EXCERPTED PASSAGE:
Caveat time: I am aware that classism is a fact all over the world. Today I focus on small towns and use Cameron as a specific example. This doesn’t mean I think less of its citizens. It’s a great place full of many kind, caring friends and with much warmth.
Yesterday I talked about how my father came up from poverty thanks to hard work and talent. Yet, you couldn’t take the Chattanooga out of the boy; he had a rather intense (and sometimes incomprehensible) accent, and his broken nose and funny ear testified to his past as a boxer. He didn’t always look middle class.
But, he was allowed out of the shackles of his past by kind friends, coworkers and others who saw his kind heart, great humor, and intelligence. He was lucky. He also moved away from his hometown where the Kendall boys had quite a reputation for mischief, from that I hear.
What If You Aren’t So Lucky?
While I’m noticing many newcomers to down, Cameron is a place where many of the families have been there long, long time. There are surnames in this town that I see in the newspapers from the early 1900s (by the way, this includes Mexican names whose families were here before this was the United States and long-time black residents). Some families have done well, and are the scions of the community, populating all the right churches, the right organizations, the country club, etc. Others are respected business owners known for their charity and work for the community. Many are successful ranchers and farmers who live outside of town behind gates proclaiming their ranch names and fencing that costs more than many homes.
The children of these families are beloved by their school teachers, who come from the elite families or are their friends. These children dress well, participate in the important clubs, win dozens of 4-H ribbons, are in the prom court, play on the football team, are cheerleaders, etc. Nice kids. They also enjoy some leniency at school, since everyone knows they are good kids from good families. Sound familiar? Sound like where you came from? Sure! This is the norm in the US, especially in small towns.
What about the others? Some of the surnames in town have different reputations. They are assumed (because of how their parents, grandparents, or distant relatives were troublemakers, lived in the “bad” part of town (literally on the wrong side of the tracks in Cameron), or had other nefarious connections) to be the kind of folks you don’t want to associate with. These kids may not have parents who can afford all the activities. They are the ones who get picked on because they smell funny, live in an ugly house, have parents with drug or alcohol problems (or their relatives do). They go to the churches who dare to accept everyone, no matter what their family history. This, too, is not surprising.

DATA LINES:
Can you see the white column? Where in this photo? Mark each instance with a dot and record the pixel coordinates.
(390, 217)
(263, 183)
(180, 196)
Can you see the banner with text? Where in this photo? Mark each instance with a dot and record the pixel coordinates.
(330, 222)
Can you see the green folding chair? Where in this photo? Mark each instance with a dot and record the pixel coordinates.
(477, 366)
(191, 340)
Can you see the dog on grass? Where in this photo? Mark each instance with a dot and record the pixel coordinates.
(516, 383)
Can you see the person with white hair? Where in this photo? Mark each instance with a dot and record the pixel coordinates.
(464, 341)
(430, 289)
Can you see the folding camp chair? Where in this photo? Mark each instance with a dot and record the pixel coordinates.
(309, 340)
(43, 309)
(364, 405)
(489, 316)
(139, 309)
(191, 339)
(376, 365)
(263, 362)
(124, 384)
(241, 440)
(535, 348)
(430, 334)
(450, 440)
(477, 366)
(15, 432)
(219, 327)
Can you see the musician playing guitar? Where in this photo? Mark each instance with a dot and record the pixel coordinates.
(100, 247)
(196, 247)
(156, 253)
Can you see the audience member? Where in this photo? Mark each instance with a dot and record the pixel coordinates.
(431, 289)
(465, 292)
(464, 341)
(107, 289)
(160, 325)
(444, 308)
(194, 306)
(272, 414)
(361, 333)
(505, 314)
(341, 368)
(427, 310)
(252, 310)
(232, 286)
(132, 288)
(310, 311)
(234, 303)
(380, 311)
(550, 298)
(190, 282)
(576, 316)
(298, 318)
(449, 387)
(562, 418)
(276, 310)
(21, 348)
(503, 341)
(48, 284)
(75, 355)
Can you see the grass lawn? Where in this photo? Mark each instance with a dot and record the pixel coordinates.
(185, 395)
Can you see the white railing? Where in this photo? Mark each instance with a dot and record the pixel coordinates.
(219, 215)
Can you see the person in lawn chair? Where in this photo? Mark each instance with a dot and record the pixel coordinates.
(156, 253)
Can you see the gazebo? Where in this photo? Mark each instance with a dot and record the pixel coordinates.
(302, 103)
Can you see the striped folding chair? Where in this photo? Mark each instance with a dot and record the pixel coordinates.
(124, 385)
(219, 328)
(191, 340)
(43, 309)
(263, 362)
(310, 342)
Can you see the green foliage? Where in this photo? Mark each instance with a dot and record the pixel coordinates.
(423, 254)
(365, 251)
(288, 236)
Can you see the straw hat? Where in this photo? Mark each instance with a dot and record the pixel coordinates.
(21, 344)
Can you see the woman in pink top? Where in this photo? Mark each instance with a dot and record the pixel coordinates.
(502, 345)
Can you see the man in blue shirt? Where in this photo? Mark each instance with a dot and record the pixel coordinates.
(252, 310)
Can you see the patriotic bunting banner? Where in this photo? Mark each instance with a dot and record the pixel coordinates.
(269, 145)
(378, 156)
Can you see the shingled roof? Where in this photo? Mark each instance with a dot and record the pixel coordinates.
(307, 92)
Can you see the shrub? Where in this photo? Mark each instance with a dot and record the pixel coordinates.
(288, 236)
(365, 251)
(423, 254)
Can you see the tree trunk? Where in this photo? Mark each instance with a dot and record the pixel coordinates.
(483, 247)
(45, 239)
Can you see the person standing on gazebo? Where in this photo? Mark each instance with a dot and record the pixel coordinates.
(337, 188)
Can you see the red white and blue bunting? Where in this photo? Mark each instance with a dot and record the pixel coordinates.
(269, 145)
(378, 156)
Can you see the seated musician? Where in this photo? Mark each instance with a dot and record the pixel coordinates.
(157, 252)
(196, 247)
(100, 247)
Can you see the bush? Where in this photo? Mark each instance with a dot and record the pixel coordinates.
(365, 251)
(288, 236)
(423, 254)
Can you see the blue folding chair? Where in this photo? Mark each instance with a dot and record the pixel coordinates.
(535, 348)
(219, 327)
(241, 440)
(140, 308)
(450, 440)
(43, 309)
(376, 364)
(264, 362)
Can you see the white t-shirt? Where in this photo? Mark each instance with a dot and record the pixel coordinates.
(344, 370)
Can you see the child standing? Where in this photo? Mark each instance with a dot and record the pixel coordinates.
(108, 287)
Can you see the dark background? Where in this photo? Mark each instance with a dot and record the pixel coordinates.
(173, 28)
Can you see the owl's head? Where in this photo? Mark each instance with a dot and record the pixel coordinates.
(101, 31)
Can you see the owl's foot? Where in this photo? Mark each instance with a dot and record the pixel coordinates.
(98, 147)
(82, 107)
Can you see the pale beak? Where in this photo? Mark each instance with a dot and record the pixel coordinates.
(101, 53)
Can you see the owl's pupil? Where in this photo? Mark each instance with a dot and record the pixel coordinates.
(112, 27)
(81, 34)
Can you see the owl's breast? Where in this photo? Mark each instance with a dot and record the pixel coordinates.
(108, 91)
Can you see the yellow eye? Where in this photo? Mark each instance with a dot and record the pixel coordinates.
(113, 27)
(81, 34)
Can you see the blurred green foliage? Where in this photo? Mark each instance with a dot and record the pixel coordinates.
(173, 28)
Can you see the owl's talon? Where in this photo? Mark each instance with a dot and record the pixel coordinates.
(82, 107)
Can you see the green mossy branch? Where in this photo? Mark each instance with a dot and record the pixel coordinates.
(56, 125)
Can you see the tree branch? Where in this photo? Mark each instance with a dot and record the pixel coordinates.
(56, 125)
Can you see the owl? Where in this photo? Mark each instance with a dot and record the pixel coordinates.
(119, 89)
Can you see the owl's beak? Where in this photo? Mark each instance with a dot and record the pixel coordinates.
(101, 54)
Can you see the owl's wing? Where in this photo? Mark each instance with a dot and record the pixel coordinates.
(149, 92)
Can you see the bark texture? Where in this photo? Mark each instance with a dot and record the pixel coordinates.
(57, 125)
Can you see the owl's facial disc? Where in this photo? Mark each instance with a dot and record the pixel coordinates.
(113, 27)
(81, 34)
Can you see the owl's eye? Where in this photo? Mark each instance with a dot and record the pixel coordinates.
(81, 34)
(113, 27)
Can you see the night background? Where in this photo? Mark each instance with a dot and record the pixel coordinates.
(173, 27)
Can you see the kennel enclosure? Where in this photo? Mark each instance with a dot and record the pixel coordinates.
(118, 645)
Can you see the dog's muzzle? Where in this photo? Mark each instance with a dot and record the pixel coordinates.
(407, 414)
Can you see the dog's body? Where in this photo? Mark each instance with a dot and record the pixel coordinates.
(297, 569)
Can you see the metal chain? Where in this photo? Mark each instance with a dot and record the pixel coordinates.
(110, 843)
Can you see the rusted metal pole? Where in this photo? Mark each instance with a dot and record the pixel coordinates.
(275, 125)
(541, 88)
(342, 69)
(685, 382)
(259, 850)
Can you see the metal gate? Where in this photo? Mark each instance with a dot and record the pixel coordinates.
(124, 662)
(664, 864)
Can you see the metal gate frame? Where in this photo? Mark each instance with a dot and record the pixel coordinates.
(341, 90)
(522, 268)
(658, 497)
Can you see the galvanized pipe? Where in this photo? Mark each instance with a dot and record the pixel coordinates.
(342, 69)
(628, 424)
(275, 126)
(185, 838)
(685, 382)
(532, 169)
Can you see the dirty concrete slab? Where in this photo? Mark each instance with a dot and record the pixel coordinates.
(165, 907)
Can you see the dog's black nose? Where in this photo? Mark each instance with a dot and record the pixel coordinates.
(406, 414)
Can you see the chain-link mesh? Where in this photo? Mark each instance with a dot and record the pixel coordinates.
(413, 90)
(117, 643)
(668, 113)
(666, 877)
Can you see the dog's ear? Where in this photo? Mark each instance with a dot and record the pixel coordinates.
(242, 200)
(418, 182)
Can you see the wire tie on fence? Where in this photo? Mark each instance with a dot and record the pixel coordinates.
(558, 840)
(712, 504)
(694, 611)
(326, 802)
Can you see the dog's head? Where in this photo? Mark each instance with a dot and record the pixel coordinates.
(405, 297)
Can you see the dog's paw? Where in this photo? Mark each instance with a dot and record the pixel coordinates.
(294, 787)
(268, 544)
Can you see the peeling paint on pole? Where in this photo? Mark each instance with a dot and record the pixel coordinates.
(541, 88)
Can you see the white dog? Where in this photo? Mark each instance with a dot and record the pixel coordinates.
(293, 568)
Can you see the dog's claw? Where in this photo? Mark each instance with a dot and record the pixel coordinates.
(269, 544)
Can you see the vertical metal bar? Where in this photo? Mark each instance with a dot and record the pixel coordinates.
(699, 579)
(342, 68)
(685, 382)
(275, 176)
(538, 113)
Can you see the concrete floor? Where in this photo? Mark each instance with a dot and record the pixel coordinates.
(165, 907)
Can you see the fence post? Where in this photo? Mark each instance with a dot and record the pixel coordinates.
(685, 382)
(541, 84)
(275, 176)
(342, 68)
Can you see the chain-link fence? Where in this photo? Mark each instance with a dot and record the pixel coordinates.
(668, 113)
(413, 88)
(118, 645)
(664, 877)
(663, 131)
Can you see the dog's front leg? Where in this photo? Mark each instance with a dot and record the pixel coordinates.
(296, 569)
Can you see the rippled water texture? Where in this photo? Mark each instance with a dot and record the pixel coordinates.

EXERCISE REQUIREMENTS:
a. In the post on small-town classism, the sentence beginning "These children dress well" describes the children of established families. What are all the things it says they do?
b. In the post on small-town classism, what testified to the father's past as a boxer?
c. Reproduce the stretch of the post on small-town classism from "Yesterday I talked" through "Aren’t So Lucky?".
Answer from the text alone, not from the data.

ANSWERS TO THE TASKS:
a. They dress well, participate in the important clubs, win dozens of 4-H ribbons, are in the prom court, play on the football team, and are cheerleaders.

b. His broken nose and funny ear.

c.
Yesterday I talked about how my father came up from poverty thanks to hard work and talent. Yet, you couldn’t take the Chattanooga out of the boy; he had a rather intense (and sometimes incomprehensible) accent, and his broken nose and funny ear testified to his past as a boxer. He didn’t always look middle class.
But, he was allowed out of the shackles of his past by kind friends, coworkers and others who saw his kind heart, great humor, and intelligence. He was lucky. He also moved away from his hometown where the Kendall boys had quite a reputation for mischief, from that I hear.
What If You Aren’t So Lucky?